----- Teks Bacaan -----

Sejauhmana urgensi Pilkada di Tengah Pandemi Covid-19?
Kendati menuai kontroversi publik, agenda Pilkada serentak yang akan di helat 9 Desember mendatang tetap dilaksanakan.
Tulisan ini disampaikan oleh : Farida Laela*
(*Mahasiswa Pascasarjana Ilmu Politik FISIP UI)
TRIBUNBANTEN.COM Kendati menuai kontroversi publik, agenda Pilkada serentak yang akan di helat 9 Desember mendatang tetap dilaksanakan.
Berbagai desakan publik muncul untuk ditundanya penyelenggaraan Pilkada serentak 2020 kali ini, namun tampaknya pemerintah melalui Mendagri, Komisi Pemilihan Umum (KPU) serta DPR telah menyepakati pelaksanaan pilkada serentak 2020 pada 9 Desember mendatang.
Berbagai “payung hukum” pun tak lupa disiapkan untuk terselenggarnya pilkada serntak ini. Diantaranya, adanya Peraturan KPU (PKPU) Nomor 10 Tahun 2020 yang mengatur tentang pelaksanaan pilkada 2020 di masa pandemi Covid-19.
Serta adanya penegakkan disiplin dan sanksi hukum tegas bagi pelanggar protokol Covid-19 sesuai dengan UU Nomor 10 tahun 2016 tentang Pilkada, UU Nomor 4 Tahun 1984 tentang wabah penyakit menular, UU Nomor 6 tahun 2018 tentang karantina kesehatan dan KUHP.
Hal ini makin menguatkan rasa penasaran publik perihal alasan dibalik tetap diselenggarakannya agenda tersebut tanpa mengindahkan imbauan maupun desakan publik untuk menunda Pilkada ditengah pandemi Covid-19 saat ini yang menimbulkan polemik dan tanda tanya besar di benak publik Indonesia mengingat angka penyebaran virus Covid-19 yang sampai saat ini belum menunjukkan grafik penurunan yang signifikan.

-----

▶ [Daftar Tugas]:
• 1. Menurut artikel tentang Pilkada, peraturan KPU nomor berapa yang mengatur pelaksanaan pilkada 2020 di masa pandemi Covid-19?
• 2. Tuliskan kembali bagian artikel tentang Pilkada, mulai dari kata-kata yang memuat "Serta adanya penegakkan" dan berhenti setelah "kesehatan dan KUHP.".
• 3. Sebutkan semua undang-undang bernomor yang disebut dalam artikel tentang Pilkada sebagai dasar sanksi bagi pelanggar protokol Covid-19.

----- Data Sumber -----

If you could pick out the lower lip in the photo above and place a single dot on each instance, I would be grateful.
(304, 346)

-----

▶ [Jawaban Bernomor]:
• 1. Peraturan KPU (PKPU) Nomor 10 Tahun 2020.

• 2.
Serta adanya penegakkan disiplin dan sanksi hukum tegas bagi pelanggar protokol Covid-19 sesuai dengan UU Nomor 10 tahun 2016 tentang Pilkada, UU Nomor 4 Tahun 1984 tentang wabah penyakit menular, UU Nomor 6 tahun 2018 tentang karantina kesehatan dan KUHP.

• 3. UU Nomor 10 tahun 2016 tentang Pilkada; UU Nomor 4 Tahun 1984 tentang wabah penyakit menular; UU Nomor 6 tahun 2018 tentang karantina kesehatan.